YOUR OBJECTIVE:
Pick out and copy every line of the records below that contains the string "jagged". Matching is case-sensitive.
• • • • •
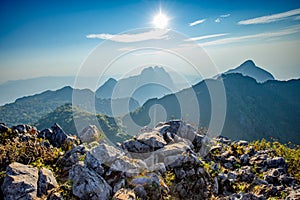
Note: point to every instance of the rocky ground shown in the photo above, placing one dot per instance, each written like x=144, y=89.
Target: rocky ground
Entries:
x=172, y=161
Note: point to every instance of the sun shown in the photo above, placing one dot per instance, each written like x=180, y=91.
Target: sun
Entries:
x=160, y=21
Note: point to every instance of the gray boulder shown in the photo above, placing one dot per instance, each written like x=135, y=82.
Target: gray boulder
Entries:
x=20, y=182
x=3, y=128
x=92, y=163
x=56, y=136
x=26, y=182
x=89, y=134
x=87, y=184
x=146, y=142
x=124, y=194
x=105, y=154
x=128, y=165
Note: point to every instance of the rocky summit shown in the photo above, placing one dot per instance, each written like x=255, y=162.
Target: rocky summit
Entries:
x=172, y=161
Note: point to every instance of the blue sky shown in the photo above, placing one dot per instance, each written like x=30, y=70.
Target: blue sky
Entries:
x=50, y=38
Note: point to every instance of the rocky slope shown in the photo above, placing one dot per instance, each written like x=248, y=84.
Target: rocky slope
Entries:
x=171, y=161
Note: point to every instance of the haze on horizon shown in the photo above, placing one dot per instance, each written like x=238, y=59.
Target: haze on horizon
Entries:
x=53, y=38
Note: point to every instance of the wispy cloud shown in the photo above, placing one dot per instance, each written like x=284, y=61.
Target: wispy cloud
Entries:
x=219, y=19
x=200, y=21
x=268, y=35
x=206, y=37
x=138, y=37
x=226, y=15
x=270, y=18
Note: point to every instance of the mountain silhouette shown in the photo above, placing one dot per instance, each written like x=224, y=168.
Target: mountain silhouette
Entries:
x=254, y=110
x=248, y=68
x=152, y=82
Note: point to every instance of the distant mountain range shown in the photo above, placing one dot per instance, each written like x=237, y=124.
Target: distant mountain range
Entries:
x=65, y=114
x=248, y=68
x=254, y=110
x=30, y=109
x=152, y=82
x=257, y=106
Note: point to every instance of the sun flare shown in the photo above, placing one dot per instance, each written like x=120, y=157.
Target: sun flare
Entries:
x=160, y=21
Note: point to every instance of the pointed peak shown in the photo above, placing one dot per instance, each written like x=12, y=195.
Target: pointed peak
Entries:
x=111, y=80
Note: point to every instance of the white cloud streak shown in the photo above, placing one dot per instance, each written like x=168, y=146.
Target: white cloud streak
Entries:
x=224, y=16
x=200, y=21
x=206, y=37
x=138, y=37
x=268, y=35
x=270, y=18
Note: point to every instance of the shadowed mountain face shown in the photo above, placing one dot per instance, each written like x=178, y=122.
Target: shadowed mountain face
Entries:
x=65, y=115
x=254, y=110
x=248, y=68
x=152, y=82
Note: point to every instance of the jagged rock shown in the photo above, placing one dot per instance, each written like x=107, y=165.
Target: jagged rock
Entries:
x=89, y=134
x=177, y=127
x=25, y=182
x=153, y=139
x=135, y=146
x=20, y=182
x=92, y=163
x=245, y=174
x=46, y=181
x=149, y=185
x=22, y=128
x=245, y=196
x=128, y=165
x=106, y=154
x=244, y=159
x=223, y=140
x=87, y=184
x=124, y=194
x=3, y=128
x=55, y=196
x=70, y=158
x=169, y=154
x=56, y=136
x=157, y=167
x=145, y=142
x=120, y=184
x=276, y=162
x=242, y=143
x=294, y=195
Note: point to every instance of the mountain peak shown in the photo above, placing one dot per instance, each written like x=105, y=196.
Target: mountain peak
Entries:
x=248, y=68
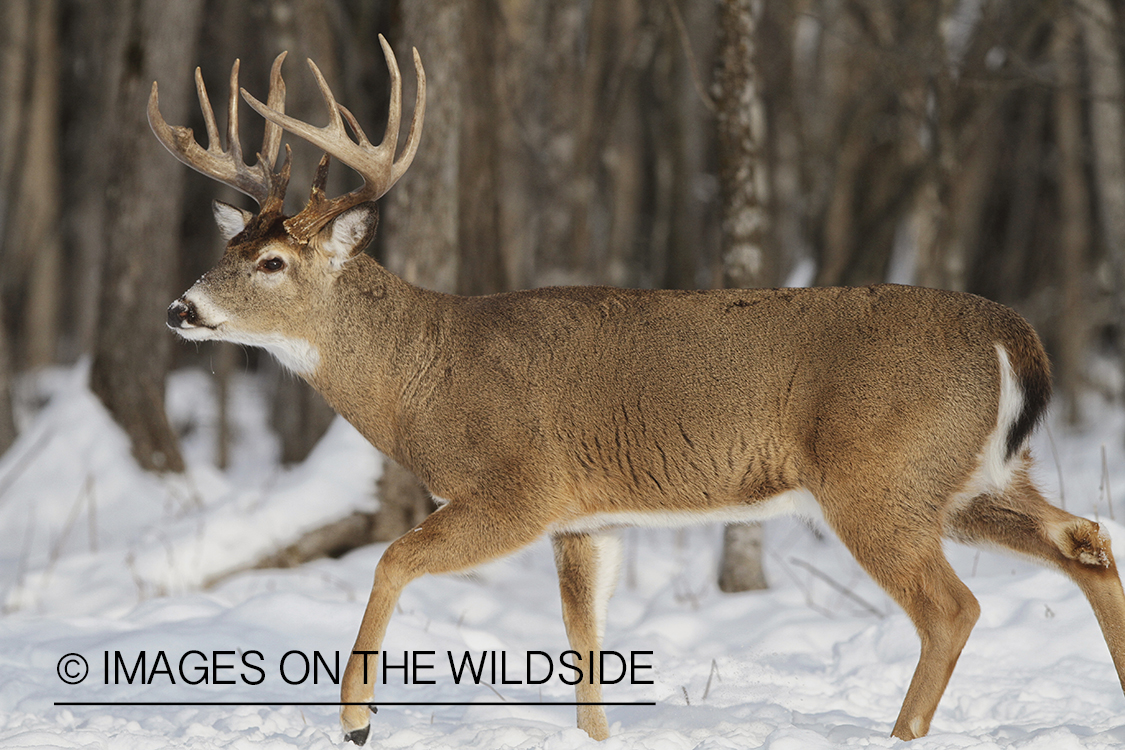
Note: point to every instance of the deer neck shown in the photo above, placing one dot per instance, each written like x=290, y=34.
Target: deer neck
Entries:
x=380, y=344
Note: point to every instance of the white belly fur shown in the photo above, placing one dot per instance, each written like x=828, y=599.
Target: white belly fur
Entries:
x=794, y=502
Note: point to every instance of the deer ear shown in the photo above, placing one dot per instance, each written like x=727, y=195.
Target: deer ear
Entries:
x=349, y=234
x=231, y=219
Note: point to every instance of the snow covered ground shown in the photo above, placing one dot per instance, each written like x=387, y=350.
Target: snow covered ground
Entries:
x=101, y=560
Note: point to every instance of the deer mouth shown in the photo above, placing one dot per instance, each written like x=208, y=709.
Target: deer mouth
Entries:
x=185, y=319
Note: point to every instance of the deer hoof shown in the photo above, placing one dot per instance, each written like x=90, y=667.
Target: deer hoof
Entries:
x=358, y=735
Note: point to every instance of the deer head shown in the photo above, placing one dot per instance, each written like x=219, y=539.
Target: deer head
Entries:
x=276, y=269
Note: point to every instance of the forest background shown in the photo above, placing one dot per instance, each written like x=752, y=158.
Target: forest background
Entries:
x=975, y=145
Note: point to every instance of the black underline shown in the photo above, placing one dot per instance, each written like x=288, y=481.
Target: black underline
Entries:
x=365, y=703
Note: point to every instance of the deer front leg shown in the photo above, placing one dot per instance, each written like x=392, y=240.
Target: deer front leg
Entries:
x=460, y=535
x=587, y=567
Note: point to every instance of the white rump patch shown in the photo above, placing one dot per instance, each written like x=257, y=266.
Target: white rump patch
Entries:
x=993, y=469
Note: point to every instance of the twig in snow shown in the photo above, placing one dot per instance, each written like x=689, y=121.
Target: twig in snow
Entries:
x=714, y=672
x=1105, y=484
x=24, y=462
x=1054, y=455
x=804, y=589
x=839, y=587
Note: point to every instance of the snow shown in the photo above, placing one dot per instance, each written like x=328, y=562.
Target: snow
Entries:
x=99, y=558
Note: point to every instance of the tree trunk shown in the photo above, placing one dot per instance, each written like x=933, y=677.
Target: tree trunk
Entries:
x=1073, y=211
x=1100, y=30
x=29, y=238
x=423, y=220
x=7, y=419
x=745, y=195
x=154, y=41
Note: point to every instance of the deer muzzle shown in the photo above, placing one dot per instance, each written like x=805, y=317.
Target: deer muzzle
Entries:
x=181, y=314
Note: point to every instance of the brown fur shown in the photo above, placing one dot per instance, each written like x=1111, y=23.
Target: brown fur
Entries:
x=529, y=412
x=534, y=412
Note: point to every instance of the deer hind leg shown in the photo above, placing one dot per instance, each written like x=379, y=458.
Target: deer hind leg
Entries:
x=458, y=536
x=902, y=553
x=587, y=566
x=1022, y=521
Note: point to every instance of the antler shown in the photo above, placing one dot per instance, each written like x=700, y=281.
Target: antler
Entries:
x=226, y=165
x=376, y=164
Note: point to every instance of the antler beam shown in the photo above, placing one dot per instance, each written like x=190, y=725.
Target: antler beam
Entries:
x=226, y=165
x=376, y=164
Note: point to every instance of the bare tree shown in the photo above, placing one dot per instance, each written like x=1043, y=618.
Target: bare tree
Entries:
x=1100, y=23
x=29, y=175
x=1074, y=200
x=744, y=175
x=7, y=419
x=421, y=232
x=150, y=41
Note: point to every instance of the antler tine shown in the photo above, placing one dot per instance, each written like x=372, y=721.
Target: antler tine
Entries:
x=395, y=108
x=232, y=117
x=226, y=165
x=271, y=141
x=415, y=133
x=376, y=164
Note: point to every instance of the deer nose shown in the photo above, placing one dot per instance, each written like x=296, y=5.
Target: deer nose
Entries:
x=181, y=313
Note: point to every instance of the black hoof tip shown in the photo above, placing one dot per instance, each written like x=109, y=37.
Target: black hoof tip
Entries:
x=358, y=735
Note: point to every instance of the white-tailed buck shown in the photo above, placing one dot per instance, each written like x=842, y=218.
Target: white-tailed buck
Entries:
x=901, y=413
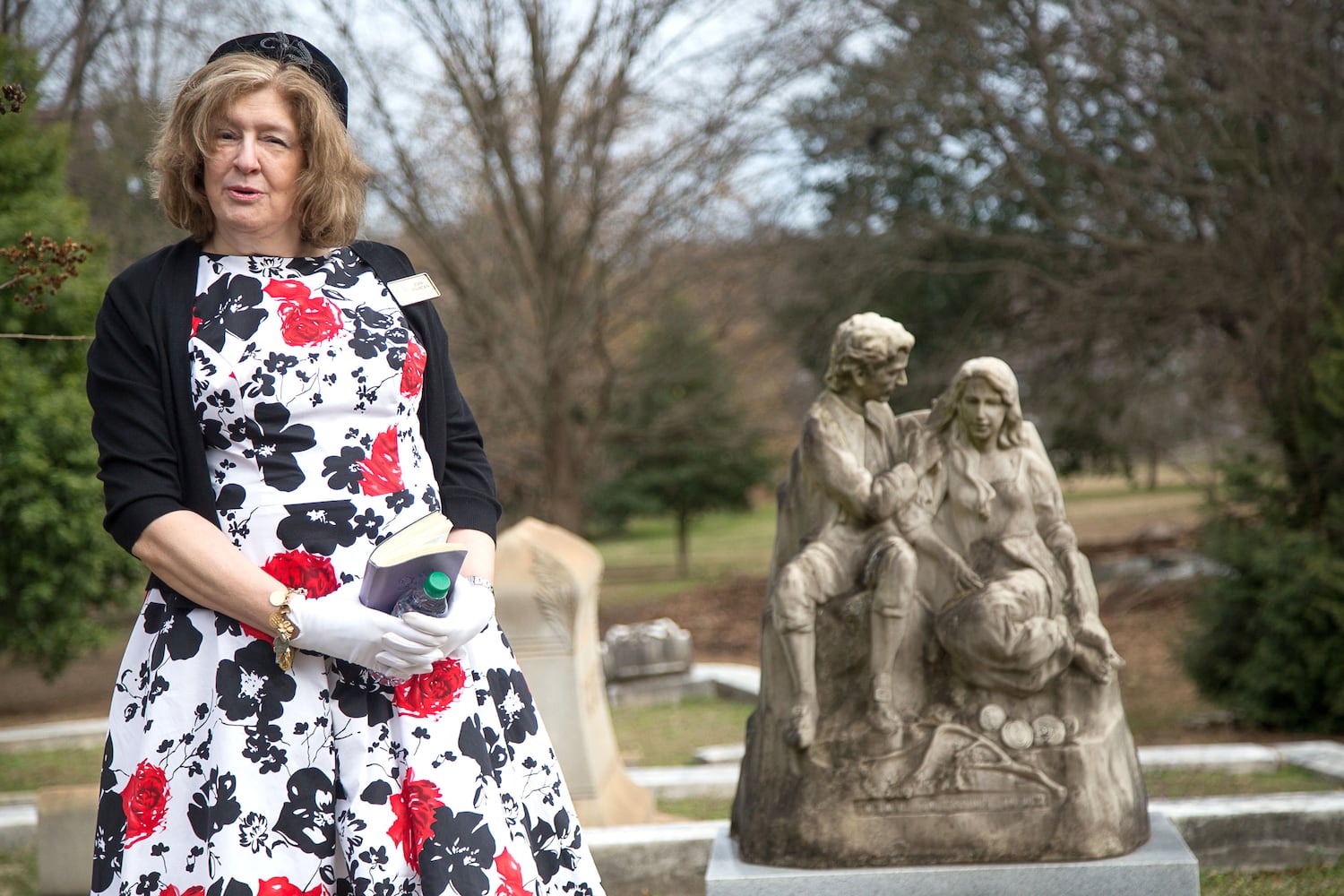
• • • • •
SOLUTION TO THIS PROBLEM:
Note: point to every instance of the jagged rock shown in the photo above, placing one dot per instance, each written like x=107, y=165.
Target: jagged rock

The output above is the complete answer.